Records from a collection
※ ※ ※
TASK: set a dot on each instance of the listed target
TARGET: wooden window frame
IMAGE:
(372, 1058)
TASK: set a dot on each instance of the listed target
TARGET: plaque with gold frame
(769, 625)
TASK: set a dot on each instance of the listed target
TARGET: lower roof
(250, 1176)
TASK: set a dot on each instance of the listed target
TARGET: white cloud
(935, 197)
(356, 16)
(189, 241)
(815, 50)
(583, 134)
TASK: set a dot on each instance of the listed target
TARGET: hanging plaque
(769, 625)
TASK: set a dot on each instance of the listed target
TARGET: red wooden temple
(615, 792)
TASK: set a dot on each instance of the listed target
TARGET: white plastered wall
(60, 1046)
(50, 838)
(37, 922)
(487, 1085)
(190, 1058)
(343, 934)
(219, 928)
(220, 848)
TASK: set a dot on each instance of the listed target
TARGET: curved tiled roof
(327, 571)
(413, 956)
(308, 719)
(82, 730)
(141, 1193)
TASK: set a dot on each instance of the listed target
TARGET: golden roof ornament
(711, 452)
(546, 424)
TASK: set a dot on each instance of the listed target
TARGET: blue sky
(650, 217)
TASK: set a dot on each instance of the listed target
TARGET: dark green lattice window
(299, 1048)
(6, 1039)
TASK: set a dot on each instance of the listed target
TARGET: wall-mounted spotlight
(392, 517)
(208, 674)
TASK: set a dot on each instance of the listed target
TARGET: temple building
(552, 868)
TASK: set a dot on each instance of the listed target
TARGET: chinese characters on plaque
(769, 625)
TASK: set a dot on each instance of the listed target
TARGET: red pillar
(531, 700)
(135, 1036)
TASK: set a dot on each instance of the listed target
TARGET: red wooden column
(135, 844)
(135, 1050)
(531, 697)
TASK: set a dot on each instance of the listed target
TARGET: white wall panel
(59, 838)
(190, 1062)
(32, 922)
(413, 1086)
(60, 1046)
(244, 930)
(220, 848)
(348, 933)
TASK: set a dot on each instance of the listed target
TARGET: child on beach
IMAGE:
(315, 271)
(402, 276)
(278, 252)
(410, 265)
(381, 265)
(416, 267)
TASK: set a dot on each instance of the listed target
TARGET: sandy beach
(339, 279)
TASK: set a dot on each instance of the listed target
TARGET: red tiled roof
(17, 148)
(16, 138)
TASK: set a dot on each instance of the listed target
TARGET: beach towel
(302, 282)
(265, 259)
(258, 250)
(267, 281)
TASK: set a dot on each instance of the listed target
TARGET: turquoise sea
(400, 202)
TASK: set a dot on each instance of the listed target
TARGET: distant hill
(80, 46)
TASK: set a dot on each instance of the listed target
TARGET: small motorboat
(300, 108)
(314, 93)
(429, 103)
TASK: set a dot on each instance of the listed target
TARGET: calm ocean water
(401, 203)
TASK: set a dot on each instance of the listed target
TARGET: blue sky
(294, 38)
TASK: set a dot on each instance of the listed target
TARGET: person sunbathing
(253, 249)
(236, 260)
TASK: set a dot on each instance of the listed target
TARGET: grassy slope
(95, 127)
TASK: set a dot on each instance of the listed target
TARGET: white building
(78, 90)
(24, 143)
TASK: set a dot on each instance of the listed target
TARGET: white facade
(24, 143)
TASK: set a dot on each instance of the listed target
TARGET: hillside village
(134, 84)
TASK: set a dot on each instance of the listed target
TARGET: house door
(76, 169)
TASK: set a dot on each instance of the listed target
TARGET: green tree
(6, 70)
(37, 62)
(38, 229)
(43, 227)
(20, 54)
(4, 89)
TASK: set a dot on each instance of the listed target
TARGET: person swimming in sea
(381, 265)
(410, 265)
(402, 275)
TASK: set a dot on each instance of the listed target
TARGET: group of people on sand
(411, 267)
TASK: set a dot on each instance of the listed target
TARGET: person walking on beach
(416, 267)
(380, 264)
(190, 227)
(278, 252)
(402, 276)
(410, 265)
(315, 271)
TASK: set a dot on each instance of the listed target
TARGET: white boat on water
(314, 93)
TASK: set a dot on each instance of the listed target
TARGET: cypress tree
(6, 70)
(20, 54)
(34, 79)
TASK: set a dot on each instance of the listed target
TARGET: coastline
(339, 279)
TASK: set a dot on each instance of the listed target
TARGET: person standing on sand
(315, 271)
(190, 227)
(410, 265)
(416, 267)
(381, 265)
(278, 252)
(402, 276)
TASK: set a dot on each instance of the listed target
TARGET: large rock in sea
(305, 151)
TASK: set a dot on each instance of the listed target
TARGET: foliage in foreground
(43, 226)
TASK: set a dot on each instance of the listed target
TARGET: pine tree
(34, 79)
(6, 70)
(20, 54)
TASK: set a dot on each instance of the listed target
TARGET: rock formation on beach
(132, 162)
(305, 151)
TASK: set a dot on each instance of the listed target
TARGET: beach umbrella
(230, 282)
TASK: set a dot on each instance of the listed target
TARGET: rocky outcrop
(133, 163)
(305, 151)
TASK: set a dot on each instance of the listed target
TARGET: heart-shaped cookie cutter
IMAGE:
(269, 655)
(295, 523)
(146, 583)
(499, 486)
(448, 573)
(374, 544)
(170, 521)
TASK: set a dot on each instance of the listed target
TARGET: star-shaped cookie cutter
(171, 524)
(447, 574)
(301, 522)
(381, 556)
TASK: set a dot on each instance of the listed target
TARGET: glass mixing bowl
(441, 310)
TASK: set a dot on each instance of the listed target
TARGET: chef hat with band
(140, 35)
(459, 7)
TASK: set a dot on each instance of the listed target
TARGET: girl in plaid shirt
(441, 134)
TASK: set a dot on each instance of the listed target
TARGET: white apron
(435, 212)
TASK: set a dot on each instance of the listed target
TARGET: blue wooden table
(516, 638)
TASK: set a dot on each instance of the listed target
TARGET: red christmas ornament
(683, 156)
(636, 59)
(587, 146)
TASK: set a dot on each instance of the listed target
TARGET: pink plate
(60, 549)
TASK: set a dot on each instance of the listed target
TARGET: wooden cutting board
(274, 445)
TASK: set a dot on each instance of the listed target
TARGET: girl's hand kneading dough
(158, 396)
※ ※ ※
__WRITTEN PROBLEM__
Copy out every line of the data above, exactly as given.

__RESULT FOR THIS EXERCISE__
TASK: set a dot on each instance of the listed target
TARGET: wooden window frame
IMAGE:
(372, 1058)
TASK: set a dot on each instance of the listed target
TARGET: plaque with gold frame
(769, 625)
TASK: set a dot on each instance of the listed target
TARGET: lower roof
(250, 1176)
TASK: set a dot on each instance of the listed target
TARGET: white cloud
(935, 197)
(356, 16)
(189, 241)
(815, 50)
(583, 134)
TASK: set a dot on each instance of the listed target
TARGET: hanging plaque
(769, 625)
TASK: set a dot on each instance of the listed target
TARGET: red wooden temple
(615, 792)
TASK: set a dot on each instance of the listed target
TARGET: white plastered wall
(60, 1046)
(50, 838)
(37, 922)
(487, 1085)
(190, 1058)
(343, 934)
(219, 928)
(220, 848)
TASK: set a dot on each instance of the listed target
TARGET: curved tiled roof
(327, 571)
(413, 956)
(308, 719)
(82, 730)
(141, 1193)
TASK: set a dot on each instance of the listed target
TARGET: golden roof ornament
(711, 452)
(546, 424)
TASK: set a dot on each instance of the listed target
TARGET: blue sky
(650, 217)
TASK: set a dot on each instance of the listed target
TARGET: dark green lattice window
(299, 1048)
(6, 1039)
TASK: set a dot on each instance of the listed target
TARGET: wall-mounted spotlight
(392, 517)
(208, 674)
TASK: set a dot on each instance of the listed target
TARGET: temple building
(552, 868)
TASK: set a dot on each instance of the listed target
TARGET: chinese characters on plaque
(769, 625)
TASK: set a dot on each instance of the listed target
TARGET: red pillar
(531, 700)
(135, 1036)
TASK: set a dot on each instance of the listed target
TARGET: red wooden column
(135, 844)
(135, 1050)
(531, 697)
TASK: set a dot on each instance of the listed target
TARGET: white wall panel
(59, 838)
(190, 1062)
(32, 922)
(413, 1086)
(60, 1046)
(244, 930)
(220, 848)
(348, 933)
TASK: set a dot on each instance of the listed target
TARGET: child on beach
IMAGE:
(315, 271)
(402, 276)
(278, 252)
(410, 265)
(381, 265)
(416, 267)
TASK: set a dot on each instance of the listed target
TARGET: sandy beach
(339, 279)
TASK: set a dot on each instance of the listed target
TARGET: red tiled roof
(17, 148)
(16, 138)
TASK: set a dot on each instance of the listed target
TARGET: beach towel
(302, 282)
(265, 259)
(258, 250)
(267, 281)
TASK: set a dot on each instance of the listed target
TARGET: turquoise sea
(400, 202)
TASK: set a dot on each instance of the listed target
TARGET: distant hill
(80, 46)
TASK: set a dot on each instance of the listed target
TARGET: small motorboat
(300, 108)
(314, 93)
(429, 103)
TASK: set a dot on each instance of the listed target
TARGET: calm ocean water
(401, 203)
TASK: set a dot on each instance of the listed target
TARGET: blue sky
(294, 38)
TASK: set a dot on each instance of the listed target
TARGET: person sunbathing
(253, 249)
(236, 260)
TASK: set a dot on each instance of the listed target
TARGET: grassy slope
(95, 127)
TASK: set a dot on each instance of the listed target
TARGET: white building
(78, 90)
(24, 143)
TASK: set a dot on each instance of the listed target
TARGET: white facade
(24, 143)
TASK: set a dot on each instance of the listed target
TARGET: hillside village
(134, 84)
TASK: set a dot on each instance of the listed target
TARGET: house door
(76, 169)
TASK: set a dot on each instance of the listed target
TARGET: green tree
(6, 70)
(37, 62)
(38, 229)
(43, 227)
(20, 54)
(4, 89)
TASK: set a dot on each instance of the listed target
TARGET: person swimming in sea
(381, 265)
(410, 265)
(402, 275)
TASK: set a dot on each instance of the listed target
TARGET: group of people on sand
(411, 267)
TASK: set a dot on each instance of the listed target
TARGET: person walking on beach
(416, 267)
(380, 264)
(190, 227)
(278, 252)
(402, 276)
(410, 265)
(315, 271)
TASK: set a dot on each instance of the listed target
TARGET: white boat on water
(314, 93)
TASK: set a dot on each instance of the listed target
TARGET: cypress tree
(6, 70)
(20, 54)
(34, 79)
TASK: set a dot on each instance of the listed target
TARGET: coastline
(339, 279)
TASK: set a dot on each instance of the listed target
TARGET: person standing on sand
(315, 271)
(190, 227)
(410, 265)
(416, 267)
(381, 265)
(278, 252)
(402, 276)
TASK: set a dot on each instance of the listed target
TARGET: large rock in sea
(305, 151)
TASK: set a dot on each instance of the listed target
TARGET: foliage in foreground
(43, 226)
TASK: set a dot on each instance of the listed target
TARGET: pine tree
(34, 79)
(6, 70)
(20, 54)
TASK: set a dot on each instance of the listed target
TARGET: rock formation on beach
(132, 162)
(305, 151)
TASK: set a dot on each instance of the listed target
TARGET: beach umbrella
(230, 282)
TASK: set a dot on each instance of the listed target
TARGET: rocky outcrop
(133, 163)
(305, 151)
TASK: set a dot on each instance of the listed target
TARGET: heart-shaped cookie cutter
IMAGE:
(269, 655)
(295, 523)
(146, 583)
(499, 486)
(448, 573)
(374, 544)
(170, 521)
TASK: set a dot on each instance of the listed target
TARGET: star-shaped cookie cutter
(171, 524)
(447, 574)
(301, 522)
(381, 556)
TASK: set a dot on each instance of the listed target
TARGET: glass mixing bowl
(441, 310)
TASK: set a dot on each instance of the listed target
TARGET: chef hat with band
(140, 35)
(459, 7)
TASK: set a dot on each instance of the listed target
TARGET: girl in plaid shirt
(441, 134)
TASK: set a dot on each instance of the listed target
TARGET: white apron
(435, 212)
TASK: set a dot on each instance of the listed target
TARGET: blue wooden table
(516, 638)
TASK: set a dot on each instance of the listed target
TARGET: red christmas ornament
(683, 156)
(636, 59)
(587, 146)
TASK: set a dot on each instance of the listed target
TARGET: pink plate
(60, 549)
TASK: set a dot on each instance of the listed target
TARGET: wooden cutting board
(274, 445)
TASK: set a dot on each instance of the listed target
TARGET: girl's hand kneading dough
(158, 396)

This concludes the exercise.